Begin Document

WASHINGTON — More than 185 delegates, including a dozen in a delegation from BRAZTOA, Brazil’s tour operator trade association, gathered at the Omni Shoreham Hotel in Washington, D.C., February 4-5, for the 2014 Receptive Services Association of America (RSAA) Summit. RSAA is the trade association for international inbound receptive operators and works to promote and facilitate international travel into the United States from dozens of foreign countries.

While many countries were represented at the annual conference, it was Brazil and the thousands of high-dollar-amount visitors that are coming from that Latin American country that commanded much of the attention this year. On average, Brazilian travelers spend nearly $5,000 each on merchandise while in the United States.

International travel into the United States now numbers about 65 million visitors annually. The U.S. travel industry, led by the efforts of Brand USA in concert with many industry sectors, has set a goal of 100 million international visitors by 2021. Two keynote speakers — Ken Hyatt, acting undersecretary for international trade in the U.S. Department of Commerce, and Chris Thompson, CEO of Brand USA — both stressed that the immense growth in visitation to reach that goal must come from emerging markets like Brazil.

“The next 35 million will come from emerging markets, not our mature markets,” said Hyatt. “That includes markets like the one represented here by our friends from Brazil. In fact, Brazil is the best example of where these new visitors will come from.”

“The 100 million visitors equates to $250 billion in spending in the United States,” said Thompson. “Russia, China, Indian and Brazil [commonly referred to as the BRIC markets] can create the 100 million.”

“I’ll let you in on something,” said RSAA chairman Jonathan Zuk in an interview the following day. “We have signed an agreement with BRAZTOA that will make all 90 or so of their tour operator members international members of RSAA in the coming year. Currently, we have five or six international tour operator members from western Europe, but this will become our largest international membership by far.”

Over the two days, RSAA presented numerous educational sessions on topics such as working with the Brand USA campaign, how to work with receptives, understanding the millennial-generation traveler and two devoted to three specific markets — Brazil in one, and Chile and Taiwan in the other. The latter two countries are significant because they are the latest to enter into visa waiver agreements with the United States. Eliminating the need for a visa greatly reduces the work it takes to visit another country.

 

Highly specialized market

In an interview that touched on the role receptives play in the international market, Zuk emphasized the intricacies involved in working successfully with other cultures.

“Spaniards don’t eat before 10 p.m.,” said Zuk, who launched his inbound receptive company, Amadeo Travel Solutions, in 1999. “Brazilians are also late-night people. That’s their culture. Italians want bread with their food regardless of what meal it is. And they don’t want ice in their drinks.

“If you want to do business with an Italian company, and you don’t have lunch or dinner with them, you won’t get the business,” he said. “It’s that simple. These are cultural norms that you either know and follow, or you will not be successful in this industry.”

“We have collateral material in seven languages, and it takes us three to five years to build a new market,” said Zuk, who agreed that receptives like Amadeo are in many ways the “invisible” component of international packaged travel.

“Receptives are back-end operators,” he said. “We represent somebody else’s name — the name of our client — so we must be trusted. When someone in another country decides to come to the United States, they have an idea in mind of what it will be like. They are buying an idea, and we must match that idea.”

End Document

Short problem » Reproduce word for word the passage of the RSAA summit article that opens with the words containing "Highly specialized market" and closes with "in their drinks.".

Begin Collected data

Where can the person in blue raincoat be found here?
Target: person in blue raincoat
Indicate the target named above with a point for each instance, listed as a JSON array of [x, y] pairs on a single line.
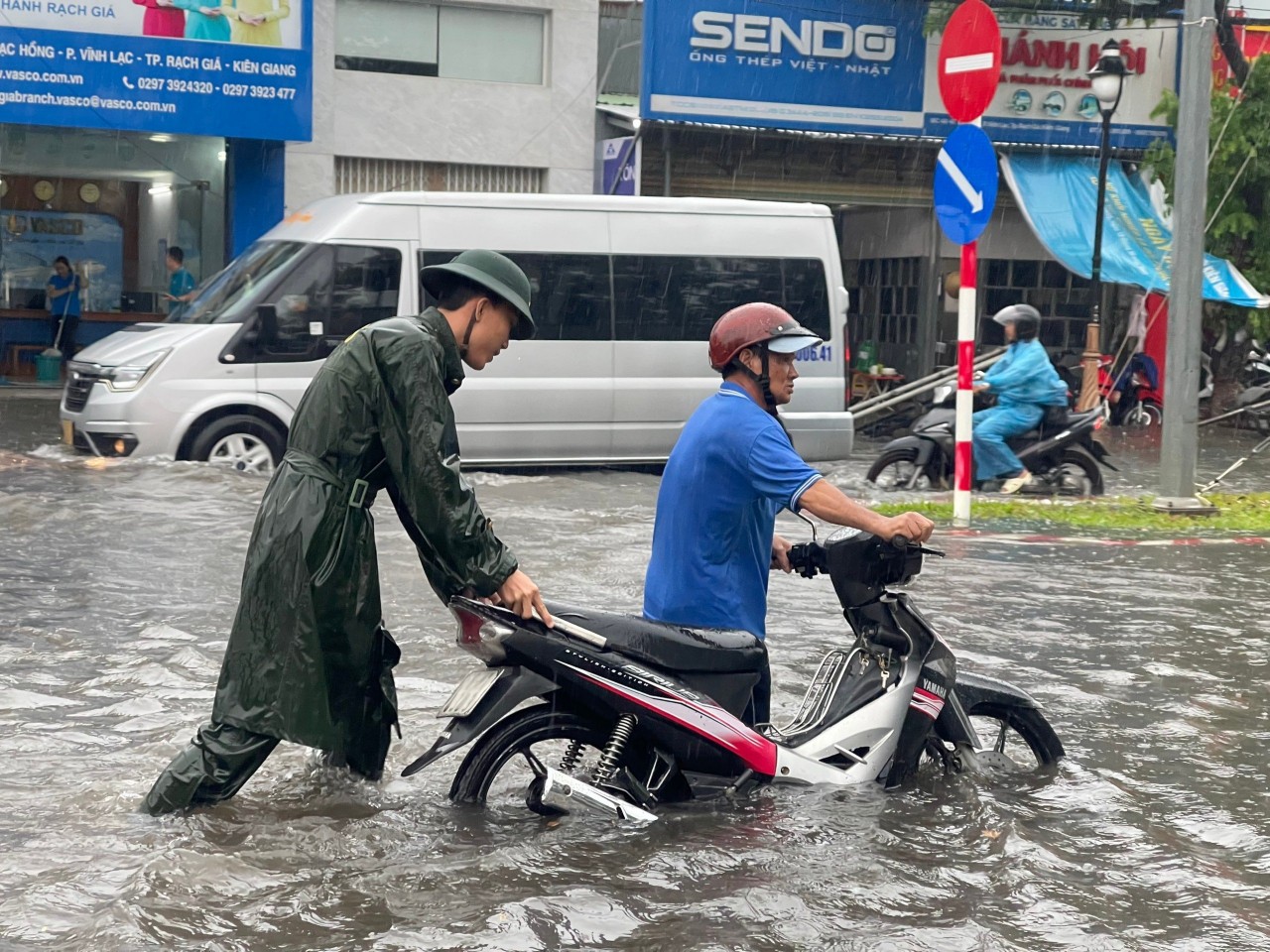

End Collected data

The reply »
Highly specialized market

In an interview that touched on the role receptives play in the international market, Zuk emphasized the intricacies involved in working successfully with other cultures.

“Spaniards don’t eat before 10 p.m.,” said Zuk, who launched his inbound receptive company, Amadeo Travel Solutions, in 1999. “Brazilians are also late-night people. That’s their culture. Italians want bread with their food regardless of what meal it is. And they don’t want ice in their drinks.